→ **Extrait source**
Eglise-Wallonie groupe belge membre du RIEH, a fait parvenir au Secrétariat international une lettre ouverte rédigée par Kairos Southern Africa et Kairos Palestine, qui ont leurs origines dans le document Kairos adressé en 1985 par des théologiennes et théologiens sud-africains pour interpeller les Eglises de leur pays au moment où le régime de l'apartheid instaurait l'état d'urgence. Cette lettre condamne la guerre. Cette lettre condamne la guerre menée par Israël contre la population de Gaza et la situation faite par Israël à la population palestinienne dans les territoires occupés.
Le RIEH a pour objectif de promouvoir l’économie humaine, qui porte la vision d’une société où chaque personne et toutes les personnes vivent dans la dignité et une démarche pour y parvenir qui s’appuie sur l’éducation populaire et la démocratie participative.
Manifestement les Palestiniens, de la bande de Gaza ou de Cisjordanie ne vivent pas dans la dignité et c’est insupportable.
Le rôle du RIEH n’est pas de proposer des solutions politiques globales. Il est de soutenir les actions concrètes qui permettent à toute la population de répondre par son travail et sa créativité à ses besoins économiques et d’organiser par la négociation entre toutes les parties des espaces de sécurité et de paix.
En Palestine et en Israël le chemin sera très long. Raison de plus pour s’y engager sans délai en commençant par la fin de l’occupation illégitime et illégale et le respect des droits souverains de deux peuples.

→ **Défi A**
D'après l'extrait sur le RIEH, en quelle année des théologiennes et théologiens sud-africains ont-ils adressé le document Kairos ?
L'extrait et les entrées n'ont aucun rapport entre eux.

→ **Données de l'exercice**
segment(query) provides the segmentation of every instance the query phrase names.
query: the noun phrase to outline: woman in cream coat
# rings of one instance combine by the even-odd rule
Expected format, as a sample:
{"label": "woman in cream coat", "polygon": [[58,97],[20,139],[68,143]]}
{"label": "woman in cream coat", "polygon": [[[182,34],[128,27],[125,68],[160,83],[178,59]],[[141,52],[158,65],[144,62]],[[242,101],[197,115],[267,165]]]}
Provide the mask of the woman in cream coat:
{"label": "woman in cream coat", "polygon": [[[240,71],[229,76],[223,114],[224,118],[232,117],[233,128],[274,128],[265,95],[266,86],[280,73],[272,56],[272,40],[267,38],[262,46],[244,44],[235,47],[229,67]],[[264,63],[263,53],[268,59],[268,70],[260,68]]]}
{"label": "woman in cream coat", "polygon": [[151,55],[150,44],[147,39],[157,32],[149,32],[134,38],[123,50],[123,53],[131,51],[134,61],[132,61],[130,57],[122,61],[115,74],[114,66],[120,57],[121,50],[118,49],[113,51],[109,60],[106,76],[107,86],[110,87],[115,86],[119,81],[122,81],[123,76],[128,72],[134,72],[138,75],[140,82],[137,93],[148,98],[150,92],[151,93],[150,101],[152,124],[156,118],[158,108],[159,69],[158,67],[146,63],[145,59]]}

→ **Défi B**
Relevez chaque ligne des entrées qui contient l'expression « phrase », en tenant compte des majuscules et des minuscules.

→ **Réponse complète A**
En 1985.

→ **Réponse complète B**
segment(query) provides the segmentation of every instance the query phrase names.
query: the noun phrase to outline: woman in cream coat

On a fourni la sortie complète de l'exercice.